# [EXERCISE PASSAGE]
When a patient has cardiac arrest due to a known PE, there are several options for therapy. These include surgical or mechanical embolectomy and systemic thrombolysis. No one therapy is recommended over others, but rather the best option depends on the patient’s circumstances, the provider’s skillset, and the therapies locally available. Thrombolysis may still be used even in a patient who has received chest compressions and other relative contraindications due to the poor survival outcomes from fulminant PE.

Managing Suspected PE

When a patient has suspected PE causing cardiac arrest, thrombolysis can be offered. However, there are no consensus data regarding the criteria for suspected PE nor the recommended dosing, medication, or timing of thrombolytic treatment. Currently, there is no good research regarding the use of surgical or mechanical embolectomy in this patient group.

# [TASK PROMPT]
Continue the passage on managing cardiac arrest caused by pulmonary embolism, beginning after its final sentence.

# [RECORDS]
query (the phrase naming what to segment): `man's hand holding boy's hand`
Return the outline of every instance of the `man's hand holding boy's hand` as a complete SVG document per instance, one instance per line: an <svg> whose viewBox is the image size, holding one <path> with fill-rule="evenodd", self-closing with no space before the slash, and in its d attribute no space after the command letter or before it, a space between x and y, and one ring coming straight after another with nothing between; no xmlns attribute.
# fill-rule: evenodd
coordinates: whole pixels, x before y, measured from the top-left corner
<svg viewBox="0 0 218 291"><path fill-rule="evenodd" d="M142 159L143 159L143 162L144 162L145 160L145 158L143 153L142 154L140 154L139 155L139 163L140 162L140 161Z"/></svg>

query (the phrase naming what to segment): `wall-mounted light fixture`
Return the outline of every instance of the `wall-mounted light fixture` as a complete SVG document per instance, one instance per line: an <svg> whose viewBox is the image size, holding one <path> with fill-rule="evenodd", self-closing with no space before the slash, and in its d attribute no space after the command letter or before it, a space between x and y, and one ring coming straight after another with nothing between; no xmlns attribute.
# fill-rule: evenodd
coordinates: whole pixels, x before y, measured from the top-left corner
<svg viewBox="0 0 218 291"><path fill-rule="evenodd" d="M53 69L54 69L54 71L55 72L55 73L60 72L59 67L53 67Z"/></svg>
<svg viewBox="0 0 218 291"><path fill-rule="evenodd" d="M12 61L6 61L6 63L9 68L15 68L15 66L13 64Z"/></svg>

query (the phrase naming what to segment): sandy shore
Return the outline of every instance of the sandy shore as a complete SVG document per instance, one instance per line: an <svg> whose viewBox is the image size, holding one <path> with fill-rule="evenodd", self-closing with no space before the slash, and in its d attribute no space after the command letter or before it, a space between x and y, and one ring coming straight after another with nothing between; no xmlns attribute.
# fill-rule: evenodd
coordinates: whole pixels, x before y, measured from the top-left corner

# [WRITTEN ANSWER]
Toxins

Toxins and drug overdoses can result in PEA. These substances may lead to vascular dilation or cardiac dysfunction and hypotension. Substances have varied effects from severe bradycardia to a prolongation of the QT interval. Due to the wide range of signs and symptoms, patient history is of paramount importance. 

Since toxic exposure or drug overdose can progress quickly, management should be swift.  On the other hand, depending upon the half-life of the toxin and how much was ingested, symptoms may be temporary as the effects wear off. Consequently, support measures are key, including:

• prolonged CPR
• transcutaneous pacing
• management of electrolyte derangements 
• dialysis
• specific antidotes
• cardiopulmonary bypass
• intra-aortic balloon pump

Cardiac Ultrasound 

There is some evidence of a benefit of utilizing cardiac ultrasound or echocardiogram in diagnosing and managing cardiac arrest from conditions such as PE, cardiac tamponade, MI, and dissection of the aorta. Both transesophageal and transthoracic ultrasound can be used in these situations. Multiple prospective research studies discovered that there was a greater risk of fatality when ultrasound could not detect cardiac movement.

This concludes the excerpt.